Assigned task >>
Continue the passage on how parents grieve the death of a child, picking up after its final sentence.

Passage for review >>

******************************

When dealing with terminally ill children, one particular risk is that other siblings may feel neglected, or find too many responsibilities foisted upon them while the parents shift their focus solely to the suffering child. A sick kid “is going to consistently get more attention, because they have to,” Carr says. “Sometimes the other children’s needs aren’t met, or they are treated like little adults, given more chores to do, or expected to provide emotional support to the parents.”

“That can be really troubling for them. Or it can be empowering, but difficult.”

Predictors: How Age Of The Child And Other Factors Impact The Trauma

A handful of studies have tried to pinpoint key factors that influence how well parents adjust in the aftermath of losing a child. One 2005 study found that the child’s age, the cause of death, and the number of remaining children was strongly linked to the levels of grief displayed by parents, while depression was linked to gender, religious affiliation, and whether the bereaved sought professional help. Subsequent studies have uncovered other predictors of lower grief responses: a strong sense of purpose in life and having had the opportunity to say goodbye.

“It depends on the psychological makeup of the parent, whether they have a history of mental illness, what coping skills and what social supports they have,” Saltz says. Outside factors can play a role, too. Suicide is often more difficult but a terminal disease can present recurring traumas over a long period of time. Saltz also suspects that gender may be part of the puzzle. “This will undoubtedly shift, but historically mothers have been the primary caretakers and more likely to have their identities wrapped up in being mothers,” he explains, adding that this may result in stronger responses among women who lose their children

One of the most salient predictors of trauma is the age of the child. Miscarriages and stillbirths are devastating, and made worse by the fact that the loss is often diminished by public perception that a fetus is not a fully-formed child. But “is it as devastating as the death of a child who has been alive for many years? Not to diminish this experience, but I think not,” Carr says.

Once a child is born, however, the script flips. Older adults who outlive their children generally have an easier time coping than parents who lose very young children. “The age of the child is really important, because it speaks to promise,” Carr says. When a young child dies, that promise dies with them: “the graduation, the grandbabies, the marriages—that’s lost, too.”

******************************

Given information >>
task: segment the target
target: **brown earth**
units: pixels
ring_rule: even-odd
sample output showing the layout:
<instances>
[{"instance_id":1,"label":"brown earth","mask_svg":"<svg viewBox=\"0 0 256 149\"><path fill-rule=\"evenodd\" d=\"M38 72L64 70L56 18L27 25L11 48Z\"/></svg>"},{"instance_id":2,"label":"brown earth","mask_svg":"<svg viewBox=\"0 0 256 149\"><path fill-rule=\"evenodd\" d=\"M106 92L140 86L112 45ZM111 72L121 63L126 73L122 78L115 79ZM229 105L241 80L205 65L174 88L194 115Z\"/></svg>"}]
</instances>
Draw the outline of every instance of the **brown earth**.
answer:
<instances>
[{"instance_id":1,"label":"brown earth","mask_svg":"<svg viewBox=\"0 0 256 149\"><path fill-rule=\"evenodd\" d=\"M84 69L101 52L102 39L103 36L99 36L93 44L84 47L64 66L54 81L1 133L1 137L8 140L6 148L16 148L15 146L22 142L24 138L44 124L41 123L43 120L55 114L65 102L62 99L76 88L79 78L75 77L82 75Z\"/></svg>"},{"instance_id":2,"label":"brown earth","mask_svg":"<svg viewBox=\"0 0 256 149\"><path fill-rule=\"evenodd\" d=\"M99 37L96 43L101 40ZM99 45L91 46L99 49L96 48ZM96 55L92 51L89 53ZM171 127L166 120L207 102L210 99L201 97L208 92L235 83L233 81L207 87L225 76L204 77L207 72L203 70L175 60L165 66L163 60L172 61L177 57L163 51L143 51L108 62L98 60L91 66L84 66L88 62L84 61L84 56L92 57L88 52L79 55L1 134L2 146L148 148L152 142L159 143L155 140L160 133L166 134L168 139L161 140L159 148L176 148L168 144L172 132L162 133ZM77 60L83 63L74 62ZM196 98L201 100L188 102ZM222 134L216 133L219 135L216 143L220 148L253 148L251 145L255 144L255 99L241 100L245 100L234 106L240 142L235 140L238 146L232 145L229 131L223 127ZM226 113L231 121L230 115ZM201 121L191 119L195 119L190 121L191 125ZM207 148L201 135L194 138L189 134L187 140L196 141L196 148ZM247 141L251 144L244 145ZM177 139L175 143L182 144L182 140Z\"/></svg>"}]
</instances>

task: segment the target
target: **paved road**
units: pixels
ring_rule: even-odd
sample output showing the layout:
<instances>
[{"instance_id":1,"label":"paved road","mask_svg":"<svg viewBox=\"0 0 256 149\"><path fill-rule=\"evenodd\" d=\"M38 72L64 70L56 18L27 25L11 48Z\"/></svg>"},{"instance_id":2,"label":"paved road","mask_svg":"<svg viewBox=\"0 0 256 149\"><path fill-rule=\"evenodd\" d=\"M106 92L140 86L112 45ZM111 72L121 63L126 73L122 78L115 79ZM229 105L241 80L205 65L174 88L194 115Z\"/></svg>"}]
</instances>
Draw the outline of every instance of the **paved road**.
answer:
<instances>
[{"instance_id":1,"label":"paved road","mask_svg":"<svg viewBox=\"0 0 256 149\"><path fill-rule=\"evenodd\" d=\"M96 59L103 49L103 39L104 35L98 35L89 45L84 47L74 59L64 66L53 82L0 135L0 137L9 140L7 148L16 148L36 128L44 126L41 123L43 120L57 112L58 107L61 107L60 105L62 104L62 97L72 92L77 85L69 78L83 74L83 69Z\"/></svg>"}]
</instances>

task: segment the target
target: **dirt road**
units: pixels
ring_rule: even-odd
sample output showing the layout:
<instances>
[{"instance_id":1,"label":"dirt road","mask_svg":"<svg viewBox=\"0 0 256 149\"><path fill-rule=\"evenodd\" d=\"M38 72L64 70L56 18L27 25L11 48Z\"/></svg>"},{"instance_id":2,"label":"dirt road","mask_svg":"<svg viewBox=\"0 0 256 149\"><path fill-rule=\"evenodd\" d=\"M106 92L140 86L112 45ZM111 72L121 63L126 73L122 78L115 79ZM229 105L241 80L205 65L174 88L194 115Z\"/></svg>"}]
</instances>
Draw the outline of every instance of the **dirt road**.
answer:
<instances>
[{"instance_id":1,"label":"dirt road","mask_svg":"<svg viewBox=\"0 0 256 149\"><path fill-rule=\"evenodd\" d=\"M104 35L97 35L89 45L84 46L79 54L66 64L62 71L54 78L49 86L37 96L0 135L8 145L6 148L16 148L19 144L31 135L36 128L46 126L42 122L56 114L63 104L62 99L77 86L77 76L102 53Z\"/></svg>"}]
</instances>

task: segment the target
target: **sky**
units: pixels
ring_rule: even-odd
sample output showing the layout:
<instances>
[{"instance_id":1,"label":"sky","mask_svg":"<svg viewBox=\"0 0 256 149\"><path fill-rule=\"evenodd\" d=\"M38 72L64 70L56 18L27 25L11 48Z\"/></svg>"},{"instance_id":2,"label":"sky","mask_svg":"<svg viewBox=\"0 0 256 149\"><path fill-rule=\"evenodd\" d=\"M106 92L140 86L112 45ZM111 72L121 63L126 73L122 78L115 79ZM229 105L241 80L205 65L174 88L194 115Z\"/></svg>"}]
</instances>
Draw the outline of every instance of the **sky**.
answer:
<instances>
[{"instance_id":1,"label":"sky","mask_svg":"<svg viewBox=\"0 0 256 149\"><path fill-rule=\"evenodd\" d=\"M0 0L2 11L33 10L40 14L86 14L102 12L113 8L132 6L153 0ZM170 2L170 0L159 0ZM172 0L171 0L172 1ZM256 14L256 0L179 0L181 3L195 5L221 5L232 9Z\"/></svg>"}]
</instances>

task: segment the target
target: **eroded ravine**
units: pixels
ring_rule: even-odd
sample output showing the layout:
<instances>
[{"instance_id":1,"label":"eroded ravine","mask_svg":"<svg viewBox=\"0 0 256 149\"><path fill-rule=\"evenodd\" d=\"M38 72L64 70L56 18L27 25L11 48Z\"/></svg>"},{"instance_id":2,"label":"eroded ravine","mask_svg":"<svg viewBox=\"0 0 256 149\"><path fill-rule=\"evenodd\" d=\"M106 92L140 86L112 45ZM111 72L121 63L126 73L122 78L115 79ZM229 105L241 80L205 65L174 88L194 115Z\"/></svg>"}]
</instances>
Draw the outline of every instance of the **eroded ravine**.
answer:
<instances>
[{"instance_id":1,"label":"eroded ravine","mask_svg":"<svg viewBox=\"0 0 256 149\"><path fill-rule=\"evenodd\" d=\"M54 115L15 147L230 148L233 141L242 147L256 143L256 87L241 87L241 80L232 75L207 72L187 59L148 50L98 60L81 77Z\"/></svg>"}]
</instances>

******************************

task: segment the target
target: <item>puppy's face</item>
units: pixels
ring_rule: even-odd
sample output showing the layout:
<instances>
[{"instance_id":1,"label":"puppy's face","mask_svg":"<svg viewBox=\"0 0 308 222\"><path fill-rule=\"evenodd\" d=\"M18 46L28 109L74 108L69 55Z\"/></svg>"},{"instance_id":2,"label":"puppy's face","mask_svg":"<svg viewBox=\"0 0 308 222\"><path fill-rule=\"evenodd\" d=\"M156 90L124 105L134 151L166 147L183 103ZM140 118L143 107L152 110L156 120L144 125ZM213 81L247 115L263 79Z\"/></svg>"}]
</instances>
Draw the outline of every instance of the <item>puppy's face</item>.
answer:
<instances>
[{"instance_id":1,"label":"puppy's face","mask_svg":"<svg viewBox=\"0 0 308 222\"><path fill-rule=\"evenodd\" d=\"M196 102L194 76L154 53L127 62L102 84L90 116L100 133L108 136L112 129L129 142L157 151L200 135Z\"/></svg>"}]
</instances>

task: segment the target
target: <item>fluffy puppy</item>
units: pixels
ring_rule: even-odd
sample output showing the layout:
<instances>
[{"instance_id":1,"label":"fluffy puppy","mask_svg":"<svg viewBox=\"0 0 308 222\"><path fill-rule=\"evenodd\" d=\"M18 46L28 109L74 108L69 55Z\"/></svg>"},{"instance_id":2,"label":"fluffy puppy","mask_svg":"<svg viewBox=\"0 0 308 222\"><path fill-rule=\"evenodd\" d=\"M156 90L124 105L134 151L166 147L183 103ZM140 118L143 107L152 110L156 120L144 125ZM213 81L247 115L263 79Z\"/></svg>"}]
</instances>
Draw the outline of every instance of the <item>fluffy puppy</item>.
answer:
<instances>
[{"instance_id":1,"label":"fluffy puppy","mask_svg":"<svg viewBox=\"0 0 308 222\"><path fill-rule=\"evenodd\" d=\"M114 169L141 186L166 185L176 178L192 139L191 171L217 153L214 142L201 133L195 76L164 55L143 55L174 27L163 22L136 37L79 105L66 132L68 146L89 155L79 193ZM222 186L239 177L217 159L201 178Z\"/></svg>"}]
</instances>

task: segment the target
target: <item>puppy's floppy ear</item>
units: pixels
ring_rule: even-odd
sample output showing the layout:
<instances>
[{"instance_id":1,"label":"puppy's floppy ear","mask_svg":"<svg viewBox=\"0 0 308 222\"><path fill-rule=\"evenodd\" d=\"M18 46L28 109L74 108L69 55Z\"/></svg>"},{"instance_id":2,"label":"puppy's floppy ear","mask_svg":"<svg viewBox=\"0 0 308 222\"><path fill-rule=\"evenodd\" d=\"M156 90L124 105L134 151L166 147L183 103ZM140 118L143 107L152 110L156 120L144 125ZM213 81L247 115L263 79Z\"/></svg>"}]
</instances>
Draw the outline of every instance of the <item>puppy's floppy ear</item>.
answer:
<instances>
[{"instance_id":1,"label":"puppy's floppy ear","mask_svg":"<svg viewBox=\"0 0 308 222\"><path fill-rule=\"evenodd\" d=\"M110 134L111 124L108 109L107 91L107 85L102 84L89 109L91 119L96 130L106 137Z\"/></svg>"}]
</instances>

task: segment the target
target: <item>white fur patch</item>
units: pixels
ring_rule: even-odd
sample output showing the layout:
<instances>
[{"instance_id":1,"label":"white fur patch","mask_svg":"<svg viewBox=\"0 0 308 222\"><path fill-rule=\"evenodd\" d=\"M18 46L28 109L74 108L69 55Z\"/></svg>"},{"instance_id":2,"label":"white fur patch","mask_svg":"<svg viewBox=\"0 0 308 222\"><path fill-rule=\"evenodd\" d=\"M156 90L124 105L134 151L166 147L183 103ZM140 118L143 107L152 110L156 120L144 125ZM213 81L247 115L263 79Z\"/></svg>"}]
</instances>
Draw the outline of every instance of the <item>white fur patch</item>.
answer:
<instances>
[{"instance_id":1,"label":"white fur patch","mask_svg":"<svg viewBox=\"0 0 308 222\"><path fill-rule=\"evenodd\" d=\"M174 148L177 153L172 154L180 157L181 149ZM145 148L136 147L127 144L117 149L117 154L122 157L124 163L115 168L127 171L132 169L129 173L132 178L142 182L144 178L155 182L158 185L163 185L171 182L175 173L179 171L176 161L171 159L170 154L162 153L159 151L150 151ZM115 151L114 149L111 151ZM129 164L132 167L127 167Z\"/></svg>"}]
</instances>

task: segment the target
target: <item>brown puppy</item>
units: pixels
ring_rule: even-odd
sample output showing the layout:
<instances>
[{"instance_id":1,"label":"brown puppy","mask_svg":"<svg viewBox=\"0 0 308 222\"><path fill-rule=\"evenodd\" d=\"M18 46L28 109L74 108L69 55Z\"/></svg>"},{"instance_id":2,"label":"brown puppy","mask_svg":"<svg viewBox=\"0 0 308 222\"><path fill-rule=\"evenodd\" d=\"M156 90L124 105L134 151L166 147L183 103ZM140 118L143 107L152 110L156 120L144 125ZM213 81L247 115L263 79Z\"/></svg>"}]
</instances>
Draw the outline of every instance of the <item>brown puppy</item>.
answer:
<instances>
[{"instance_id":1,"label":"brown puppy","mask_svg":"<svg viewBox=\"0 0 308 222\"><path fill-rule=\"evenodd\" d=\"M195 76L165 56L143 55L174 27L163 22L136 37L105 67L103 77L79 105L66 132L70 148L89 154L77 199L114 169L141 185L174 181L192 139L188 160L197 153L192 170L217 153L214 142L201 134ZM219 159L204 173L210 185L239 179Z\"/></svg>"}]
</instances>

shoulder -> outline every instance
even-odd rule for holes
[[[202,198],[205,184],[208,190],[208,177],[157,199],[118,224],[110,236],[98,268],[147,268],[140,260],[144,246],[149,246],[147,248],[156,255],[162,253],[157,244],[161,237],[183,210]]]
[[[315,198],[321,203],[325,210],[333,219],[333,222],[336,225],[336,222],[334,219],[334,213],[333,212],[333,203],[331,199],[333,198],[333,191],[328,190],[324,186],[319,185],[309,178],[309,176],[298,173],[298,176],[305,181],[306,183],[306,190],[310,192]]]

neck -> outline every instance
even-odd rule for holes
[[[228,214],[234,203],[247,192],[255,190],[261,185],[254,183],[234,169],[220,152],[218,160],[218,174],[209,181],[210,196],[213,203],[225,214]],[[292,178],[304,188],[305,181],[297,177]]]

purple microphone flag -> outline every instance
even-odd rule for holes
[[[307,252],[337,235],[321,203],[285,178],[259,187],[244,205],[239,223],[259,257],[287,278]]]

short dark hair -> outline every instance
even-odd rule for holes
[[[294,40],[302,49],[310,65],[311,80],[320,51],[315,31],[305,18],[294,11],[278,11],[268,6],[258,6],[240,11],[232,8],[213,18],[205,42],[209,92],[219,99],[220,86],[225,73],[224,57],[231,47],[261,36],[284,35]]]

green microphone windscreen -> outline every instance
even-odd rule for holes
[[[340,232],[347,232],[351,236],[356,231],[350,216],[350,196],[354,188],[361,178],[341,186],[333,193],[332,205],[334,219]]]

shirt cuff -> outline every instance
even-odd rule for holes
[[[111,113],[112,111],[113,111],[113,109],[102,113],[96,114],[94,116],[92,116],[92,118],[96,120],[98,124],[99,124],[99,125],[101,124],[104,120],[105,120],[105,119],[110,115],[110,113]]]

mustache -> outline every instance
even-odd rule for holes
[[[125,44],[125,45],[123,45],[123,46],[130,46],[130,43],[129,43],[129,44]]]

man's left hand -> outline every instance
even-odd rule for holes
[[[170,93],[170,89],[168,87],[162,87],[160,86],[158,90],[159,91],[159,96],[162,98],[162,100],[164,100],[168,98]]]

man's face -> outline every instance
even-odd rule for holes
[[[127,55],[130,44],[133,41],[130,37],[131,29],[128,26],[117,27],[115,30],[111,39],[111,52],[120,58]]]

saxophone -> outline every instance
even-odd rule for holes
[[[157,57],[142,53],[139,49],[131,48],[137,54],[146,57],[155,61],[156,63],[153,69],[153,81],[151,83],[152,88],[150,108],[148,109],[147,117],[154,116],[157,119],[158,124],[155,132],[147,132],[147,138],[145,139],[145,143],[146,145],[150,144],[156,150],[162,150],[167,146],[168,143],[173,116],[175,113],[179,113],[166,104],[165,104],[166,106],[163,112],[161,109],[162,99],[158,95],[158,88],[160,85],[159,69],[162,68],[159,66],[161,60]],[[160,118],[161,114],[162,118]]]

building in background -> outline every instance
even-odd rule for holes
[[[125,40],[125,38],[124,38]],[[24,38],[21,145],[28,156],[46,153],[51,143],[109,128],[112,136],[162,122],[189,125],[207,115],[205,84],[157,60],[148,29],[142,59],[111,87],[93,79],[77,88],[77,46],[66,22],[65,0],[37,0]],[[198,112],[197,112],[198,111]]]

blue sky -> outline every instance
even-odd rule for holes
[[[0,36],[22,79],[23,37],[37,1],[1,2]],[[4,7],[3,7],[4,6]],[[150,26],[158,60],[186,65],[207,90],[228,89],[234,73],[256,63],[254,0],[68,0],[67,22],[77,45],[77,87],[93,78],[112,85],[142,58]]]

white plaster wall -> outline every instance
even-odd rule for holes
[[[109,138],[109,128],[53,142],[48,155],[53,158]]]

******************************

Result of the exercise >>
Nonetheless, even older adults may suffer intensely after the death of an adult son or daughter. “You can meet someone who is 75 who loses a 50-year-old child, and it’s still devastating,” Carr says. “There’s this belief in the natural order. A parent should die first. So even though age matters, older parents still are quite bereft. They’re just losing less of that long-term promise.”

Coping: How to Provide and Seek Comfort

After a child dies, those who are left behind may experience depression, biological and neurological changes, and a destabilization of the family and marriage. “If you’re in this situation, and it is impairing your ability to function, you need to seek treatment,” Saltz stresses. “Parents who fall into major depression will be unable to parent other children, or be in a marriage. Psychotherapy can be helpful and medication can too, at least in the short run.”

The best thing that friends and loved ones of bereaved parents can do is be present, available, and supportive. If the bereaved speaks of suicide, take them to an emergency room; if the situation is less dire, but the grief does not seem to abate over time, help them make an appointment to speak with a professional or attend a self-help group with other bereaved parents. Because even the most sensitive souls are seldom equipped to help parents cope with a loss of this magnitude—and no matter how hard you try, you’re unlikely to really understand.

That’s where a self-help group’s value really shines through. “The one thing that people who have lost a child hate hearing from others is ‘I know what you’re going through,’” Carr says. “They cannot possibly know.”